- Given instruction:
Write out every one of the following lines exactly as they appear, without changing anything.

[BEGIN Data shown]

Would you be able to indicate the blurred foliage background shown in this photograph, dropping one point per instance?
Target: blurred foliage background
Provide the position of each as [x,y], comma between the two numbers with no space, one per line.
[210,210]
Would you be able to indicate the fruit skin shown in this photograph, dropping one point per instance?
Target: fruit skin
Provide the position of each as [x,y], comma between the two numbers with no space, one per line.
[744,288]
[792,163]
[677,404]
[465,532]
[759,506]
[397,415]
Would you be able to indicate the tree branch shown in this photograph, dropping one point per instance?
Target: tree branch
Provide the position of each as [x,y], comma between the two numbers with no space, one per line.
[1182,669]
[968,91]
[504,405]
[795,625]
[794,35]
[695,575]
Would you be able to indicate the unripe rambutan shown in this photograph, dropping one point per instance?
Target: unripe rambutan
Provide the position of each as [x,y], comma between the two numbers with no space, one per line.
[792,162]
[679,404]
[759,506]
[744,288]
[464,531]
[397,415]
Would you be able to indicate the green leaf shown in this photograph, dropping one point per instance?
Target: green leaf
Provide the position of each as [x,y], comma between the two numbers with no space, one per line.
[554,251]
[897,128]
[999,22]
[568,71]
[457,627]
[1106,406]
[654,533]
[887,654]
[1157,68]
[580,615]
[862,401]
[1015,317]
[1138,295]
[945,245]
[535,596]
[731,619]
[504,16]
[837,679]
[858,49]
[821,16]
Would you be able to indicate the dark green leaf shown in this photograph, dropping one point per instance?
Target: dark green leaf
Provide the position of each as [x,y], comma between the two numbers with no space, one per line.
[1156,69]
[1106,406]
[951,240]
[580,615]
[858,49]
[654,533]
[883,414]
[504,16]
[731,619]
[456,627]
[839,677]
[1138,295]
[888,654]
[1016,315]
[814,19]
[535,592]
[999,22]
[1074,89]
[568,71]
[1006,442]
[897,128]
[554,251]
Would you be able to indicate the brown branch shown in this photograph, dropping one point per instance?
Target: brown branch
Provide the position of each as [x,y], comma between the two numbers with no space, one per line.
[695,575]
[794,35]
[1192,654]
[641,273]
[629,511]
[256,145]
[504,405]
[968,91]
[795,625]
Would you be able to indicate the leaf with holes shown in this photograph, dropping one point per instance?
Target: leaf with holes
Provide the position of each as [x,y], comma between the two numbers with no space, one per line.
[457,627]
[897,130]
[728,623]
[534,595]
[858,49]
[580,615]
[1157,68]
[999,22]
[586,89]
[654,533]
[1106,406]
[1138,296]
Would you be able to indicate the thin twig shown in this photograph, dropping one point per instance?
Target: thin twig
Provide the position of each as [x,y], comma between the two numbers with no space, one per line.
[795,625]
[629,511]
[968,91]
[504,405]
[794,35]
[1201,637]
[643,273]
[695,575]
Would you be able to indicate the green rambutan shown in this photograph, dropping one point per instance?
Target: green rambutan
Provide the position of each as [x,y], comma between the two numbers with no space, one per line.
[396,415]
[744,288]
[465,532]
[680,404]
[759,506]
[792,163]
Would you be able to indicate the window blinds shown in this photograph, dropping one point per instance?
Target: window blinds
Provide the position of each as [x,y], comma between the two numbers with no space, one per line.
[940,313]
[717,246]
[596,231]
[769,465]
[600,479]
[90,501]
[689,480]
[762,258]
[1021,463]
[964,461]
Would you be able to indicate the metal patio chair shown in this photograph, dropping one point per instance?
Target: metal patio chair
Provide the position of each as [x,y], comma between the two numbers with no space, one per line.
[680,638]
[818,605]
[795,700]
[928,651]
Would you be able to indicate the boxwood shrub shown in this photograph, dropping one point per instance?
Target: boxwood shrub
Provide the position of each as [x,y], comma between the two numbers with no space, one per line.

[END Data shown]

- The answer:
Would you be able to indicate the blurred foliage background shown in this photograph, dropping one point per instance?
Target: blurred foliage background
Provide the position of each as [x,y], comma between the two numbers with no space, one per line.
[210,210]
Would you be able to indicate the fruit skin shown in this photograph, dropping one point per instance?
Target: fruit skin
Provide the position of each as [x,y], comma between the two numbers with no space, one per line.
[744,288]
[792,163]
[677,404]
[465,532]
[759,506]
[397,415]
Would you be able to indicate the tree branch shown in this photograph, dropping one point per instance?
Target: tree branch
Provide the position of each as [x,y], comma between the two numbers with no space, one per line.
[1182,669]
[968,91]
[504,405]
[795,625]
[794,35]
[695,575]
Would you be able to indicate the unripe rambutan shown in this photograph, dropping one point per instance?
Target: unripe rambutan
Provide the position of each as [x,y], comma between the two numbers with no space, one per line.
[792,162]
[679,404]
[759,506]
[744,288]
[464,531]
[397,415]
Would you be able to indicate the green leaf shown in this photograph, dropping one point per instance?
Target: green leaf
Provide the position of each as [x,y], comma between the two numbers with no space, one per line.
[554,251]
[897,128]
[999,22]
[568,71]
[457,627]
[1106,406]
[654,533]
[887,654]
[1157,68]
[580,615]
[862,401]
[1015,317]
[1138,295]
[945,245]
[535,596]
[731,619]
[504,16]
[837,679]
[858,49]
[821,16]
Would you be able to indicate the dark green leaf shown in this photograph, dropping one point per instance?
Target: dark green leaf
Provide the position of each as [x,y], comma between the two numbers with no space, one per line.
[1156,69]
[1106,406]
[951,240]
[580,615]
[858,49]
[654,533]
[883,414]
[504,16]
[731,619]
[456,627]
[839,677]
[1138,295]
[888,654]
[1016,315]
[814,19]
[535,592]
[999,22]
[1074,89]
[568,71]
[1006,442]
[897,128]
[554,251]
Would you be able to indicate the brown branch shown in this photograph, dropping one point per instance?
Target: brown branch
Provide the position of each as [x,y], comma between the two numbers with no space, one per line.
[695,575]
[794,35]
[1192,654]
[641,273]
[629,511]
[256,145]
[504,405]
[968,91]
[795,625]
Would you be able to indicate the leaf with holes shown in this photograph, dropping one point per instance?
Target: leaf with holes
Provide the position of each as [x,y], comma between the two numbers with no space, one per line.
[457,627]
[897,130]
[728,623]
[534,595]
[858,49]
[580,615]
[1157,68]
[999,22]
[586,89]
[654,533]
[1106,406]
[1138,296]
Would you be able to indicate the thin twig shown in this photograph, dropping one point per instance?
Target: thin twig
Provide the position of each as [x,y], comma between the two numbers with no space, one per line.
[795,625]
[629,511]
[968,91]
[504,405]
[794,35]
[1201,637]
[643,273]
[695,575]
Would you be able to indicate the green rambutan shown in this photograph, dropping one point per instance?
Target: green rambutan
Provide the position of each as [x,y], comma between the two numbers with no space, one per line.
[396,415]
[744,288]
[465,532]
[680,404]
[759,506]
[792,163]
Would you be able to indicate the window blinds shown in this photograph, dropping one point per instance?
Target: window blinds
Provide the position of each as [x,y], comma between the two numbers with no space, one per line.
[940,313]
[717,246]
[596,231]
[769,465]
[600,479]
[90,501]
[689,480]
[762,258]
[1021,463]
[964,461]
Would you be able to indicate the metal patio chair shown in this photograph, dropping one point per instance?
Target: metal patio chair
Provide the position of each as [x,y], comma between the two numbers with no space, one per line.
[680,638]
[818,605]
[795,700]
[928,651]
Would you be able to indicate the boxwood shrub shown in this photograph, dropping one point per instance?
Target: boxwood shrub
Provide the position of each as [x,y], comma between the two numbers with no space, one per line.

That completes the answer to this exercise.